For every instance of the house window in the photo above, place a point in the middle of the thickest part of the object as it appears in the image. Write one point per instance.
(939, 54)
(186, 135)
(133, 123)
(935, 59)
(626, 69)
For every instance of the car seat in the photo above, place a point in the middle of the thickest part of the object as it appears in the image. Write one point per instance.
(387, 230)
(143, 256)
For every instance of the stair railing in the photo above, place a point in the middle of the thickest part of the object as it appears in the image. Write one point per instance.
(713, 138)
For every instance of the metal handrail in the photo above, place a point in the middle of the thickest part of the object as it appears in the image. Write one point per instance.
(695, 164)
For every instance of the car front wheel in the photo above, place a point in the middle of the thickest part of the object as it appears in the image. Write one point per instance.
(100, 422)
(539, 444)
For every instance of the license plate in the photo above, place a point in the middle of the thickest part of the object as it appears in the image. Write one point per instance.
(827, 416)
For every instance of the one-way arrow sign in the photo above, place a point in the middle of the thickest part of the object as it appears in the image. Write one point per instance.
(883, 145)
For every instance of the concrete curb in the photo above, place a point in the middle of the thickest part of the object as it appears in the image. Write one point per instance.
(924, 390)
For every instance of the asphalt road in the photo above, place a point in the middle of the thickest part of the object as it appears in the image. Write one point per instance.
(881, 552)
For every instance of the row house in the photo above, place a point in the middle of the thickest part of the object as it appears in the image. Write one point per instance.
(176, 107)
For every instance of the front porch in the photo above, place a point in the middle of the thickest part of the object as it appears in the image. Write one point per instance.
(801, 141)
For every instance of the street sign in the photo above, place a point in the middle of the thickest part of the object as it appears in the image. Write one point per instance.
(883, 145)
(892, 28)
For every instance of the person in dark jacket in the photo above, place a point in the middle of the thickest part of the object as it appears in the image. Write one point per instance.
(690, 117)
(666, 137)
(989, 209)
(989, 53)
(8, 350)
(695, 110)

-*-

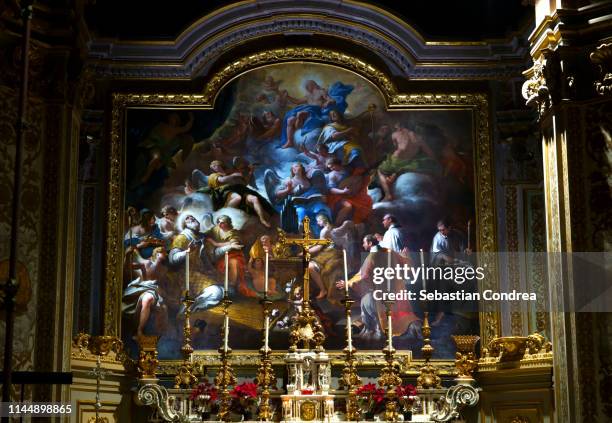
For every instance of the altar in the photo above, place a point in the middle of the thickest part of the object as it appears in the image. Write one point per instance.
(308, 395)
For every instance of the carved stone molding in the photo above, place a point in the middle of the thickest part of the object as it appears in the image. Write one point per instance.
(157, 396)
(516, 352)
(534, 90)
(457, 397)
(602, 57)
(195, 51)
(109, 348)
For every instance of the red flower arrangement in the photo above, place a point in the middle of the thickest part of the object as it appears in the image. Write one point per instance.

-*-

[STATED GOAL]:
Recast the lines above as a Markdown table with the columns Row and Line, starting with the line that contains "For every instance of the carved" and going on through the line that contains "For every instance of the red". Number each row and leave out any blank lines.

[TASK OUTPUT]:
| Row | Line |
|---|---|
| 1 | For every instance of the carved stone molding in the photo above, place a point in the middle of the thickest part of the object as it appears in the image. Write one point per instance. |
| 2 | (157, 396) |
| 3 | (516, 352) |
| 4 | (534, 90) |
| 5 | (457, 397) |
| 6 | (602, 57) |
| 7 | (195, 51) |
| 8 | (109, 348) |
| 9 | For every instance of the red flower arrangement in the photo above, place a point in the middle of the thickest part of the object as it appears in the image. Write one point per instance. |